## Extrait du document
= = = = = = =

Je sors d’une expérience très prenante, une campagne électorale. Quand j’ai pris la décision de joindre Opossum en avril 2005, je voulais animer; je souhaitais changer de cadre pour pousser plus loin les principes que j’avais expérimentés en enseignement. J’avais travaillé quinze ans avec les ados du secondaire et je venais de terminer six ans avec les jeunes du primaire. Je savais qu’il me fallait moins parler, plus écouter et surtout continuer d’apprendre à échanger. Avec tous les jeunes plus difficiles que j’ai rencontrés, j’ai expérimenté jusqu’à quel point, plus j’ouvrais la bouche, moins je réussissais à toucher. N’importe quel professionnel va vous dire lorsque le courant ne passe plus, qu’il faut cesser de parler au plus vite pour se synchroniser avec la ou les personnes avec qui vous êtes. Même quand il passe, il ne faut rien prendre pour acquis; se sentir en communication, c’est tout le contraire de demander à être écouté. C’est au moment où vous sentez qu’on veut vraiment vous entendre que vous devez parler, pas avant.
Pour une raison que j’ignore, dans l’enseignement et en politique, on s’acharne à vouloir parler quand les gens devant vous ne veulent pas vraiment écouter. C’est si facile animer avec des gens qui veulent travailler. Ça devient la plus pénible des expériences quand ces mêmes gens ne sont plus capables de rien prendre; à ce moment, il faut véritablement se mettre en mode écoute et être prêt à en entendre des vertes et des pas mûres. Souvent, quand on a trop attendu, il arrive même que ce soit trop tard. On assiste alors à des séances de défoulement et ça sort tout croche. Pas facile d’être celui qui écoute à ce moment.
Ce matin, en relisant ce billet de Michel Dumais et en regardant de plus proche le fait que 40,9% des électeurs ne soient pas allés voter je me suis posé une question: «À quand une campagne électorale où les politiciens se promèneront d’assemblée en assemblée pour écouter et échanger, davantage que pour parler et demander d’écouter?»

= = = = = = =

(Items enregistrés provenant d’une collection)
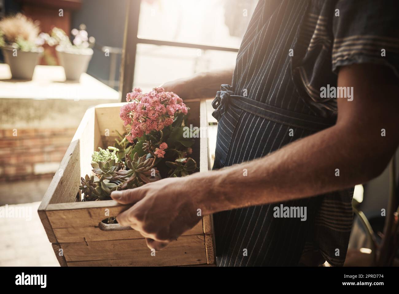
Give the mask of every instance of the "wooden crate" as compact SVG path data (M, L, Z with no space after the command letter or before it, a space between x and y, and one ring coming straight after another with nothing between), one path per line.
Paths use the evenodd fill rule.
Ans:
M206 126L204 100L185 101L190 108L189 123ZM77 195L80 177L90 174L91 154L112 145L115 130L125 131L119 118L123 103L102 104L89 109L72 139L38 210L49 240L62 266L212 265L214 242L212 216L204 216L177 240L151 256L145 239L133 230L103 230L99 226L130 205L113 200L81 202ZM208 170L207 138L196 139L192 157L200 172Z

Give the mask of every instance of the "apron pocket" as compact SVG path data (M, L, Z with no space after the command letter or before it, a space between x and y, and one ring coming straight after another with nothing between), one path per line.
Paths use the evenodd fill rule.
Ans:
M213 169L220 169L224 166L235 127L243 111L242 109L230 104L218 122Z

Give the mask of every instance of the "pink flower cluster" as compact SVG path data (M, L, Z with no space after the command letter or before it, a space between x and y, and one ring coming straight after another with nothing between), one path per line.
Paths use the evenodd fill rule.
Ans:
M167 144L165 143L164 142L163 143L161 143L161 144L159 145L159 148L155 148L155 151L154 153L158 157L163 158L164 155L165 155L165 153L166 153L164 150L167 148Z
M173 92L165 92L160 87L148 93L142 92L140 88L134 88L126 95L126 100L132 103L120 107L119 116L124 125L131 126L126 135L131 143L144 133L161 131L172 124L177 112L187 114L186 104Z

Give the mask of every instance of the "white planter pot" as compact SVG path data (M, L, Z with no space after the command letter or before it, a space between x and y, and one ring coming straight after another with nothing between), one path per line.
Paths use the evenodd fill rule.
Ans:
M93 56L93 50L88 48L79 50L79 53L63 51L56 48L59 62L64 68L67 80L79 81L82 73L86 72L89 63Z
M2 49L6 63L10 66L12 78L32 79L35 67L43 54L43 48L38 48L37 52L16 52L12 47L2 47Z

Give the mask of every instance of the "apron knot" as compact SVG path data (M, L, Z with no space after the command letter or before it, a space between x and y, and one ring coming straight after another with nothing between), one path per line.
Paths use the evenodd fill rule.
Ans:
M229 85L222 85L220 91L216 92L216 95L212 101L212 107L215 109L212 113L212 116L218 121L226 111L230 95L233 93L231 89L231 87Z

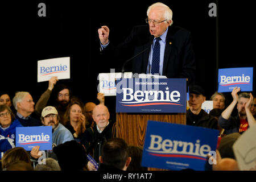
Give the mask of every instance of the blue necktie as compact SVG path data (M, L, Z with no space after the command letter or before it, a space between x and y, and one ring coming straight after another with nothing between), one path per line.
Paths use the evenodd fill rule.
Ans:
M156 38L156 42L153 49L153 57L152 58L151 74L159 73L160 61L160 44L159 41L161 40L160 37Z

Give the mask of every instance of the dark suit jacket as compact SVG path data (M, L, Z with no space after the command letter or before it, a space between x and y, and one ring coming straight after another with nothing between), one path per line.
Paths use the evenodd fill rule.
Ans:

= = = = = = =

## Consigne écrite 1
Extrayez tel quel, dans le texte sur la campagne électorale, le passage allant de «Pour une raison» jusqu’à «à ce moment.».
## Consigne écrite 2
Relevez les verbes à l’infinitif de la question entre guillemets qui termine le texte sur la campagne électorale, en ne citant chacun qu’une fois.
## Consigne écrite 3
Poursuivez le texte sur la campagne électorale après sa dernière phrase.
Ces items proviennent d’une autre source.

## Résultat attendu 1
Pour une raison que j’ignore, dans l’enseignement et en politique, on s’acharne à vouloir parler quand les gens devant vous ne veulent pas vraiment écouter. C’est si facile animer avec des gens qui veulent travailler. Ça devient la plus pénible des expériences quand ces mêmes gens ne sont plus capables de rien prendre; à ce moment, il faut véritablement se mettre en mode écoute et être prêt à en entendre des vertes et des pas mûres. Souvent, quand on a trop attendu, il arrive même que ce soit trop tard. On assiste alors à des séances de défoulement et ça sort tout croche. Pas facile d’être celui qui écoute à ce moment.

## Résultat attendu 2
écouter, échanger, parler, demander

## Résultat attendu 3
Ça n’arrivera pas de sitôt. Ce n’est pas dans les moeurs. Tout comme ce n’est pas dans les moeurs en enseignement encore. C’est comique d’ailleurs, parce que le taux de décrochage et le taux d’abstention ont l’air d’évoluer pas mal dans le même sens. Mais bon, ça doit être un hasard…
Puis en début de P.M., je vois distraitement cette entrée sur Twitter de Mathieu Quimper (un édublogueur du N.-B. qui ne blogue plus beaucoup, mais qui est très prolifique sur Twitter) qui me mène sur un billet fantastique de Shannon Paul qui travaille actuellement (attachez votre tuque) au secteur des «New Media communications» avec les Red Wings de Detroit!
Qu’est-ce qu’une dame avec un profil «relation publique» peut bien nous apprendre à nous, experts en utilisation des nouvelles technologies?
«Social media evangelists (myself included) are always preaching about the importance of listening. However, I’ve learned that telling someone to listen is a pretty reliable way to put them on the defensive, so I’ve made a resolution to stop telling people to listen, and instead, show them how it’s done.»
Elle a bien écrit «leur montrer jusqu’à quel point ça ne marche plus comme ça»…
Je soupçonne d’ailleurs qu’il y a dans ces lignes un élément de réponse à la question posée par François Guité dernièrement, «Pourquoi mes élèves n’apportent pas leur ordi en classe?». Si c’était ça la clé… l’école est encore un lieu où il faut écouter bien plus qu’autres choses, alors, ça donne quoi d’apporter son outil pour communiquer et échanger?
Je crois vraiment aujourd’hui, qu’au moins 40,9% des électeurs en ont ras le pompon d’écouter et qu’il y en a bien davantage qui aimeraient plus d’échanges, voire que les politiciens se la ferment un peu plus!
Je me demande même si ce ne serait pas un peu ça aussi le problème avec la souveraineté et le projet de pays pour le Québec. À force de ne pas cesser d’en entendre parler depuis près de quarante ans, au nombre de fois où on a entendu des gens qu’on aime bien nous demander de les écouter, on en vient à ne plus avoir d’oreille pour cette question. J’aime bien M.M. Parizeau et Michaud, mais aujourd’hui, ils me désespèrent dans leur réaction au passage du Président Sarkozy d’hier (1, 2). Presque plus capable de les entendre ceux-là… qui jouent aux belles-mères à chaque fois que quelqu’un vient oser les contre-dire dans leur vision de l’indépendance au plus vite, avec ou sans le peuple.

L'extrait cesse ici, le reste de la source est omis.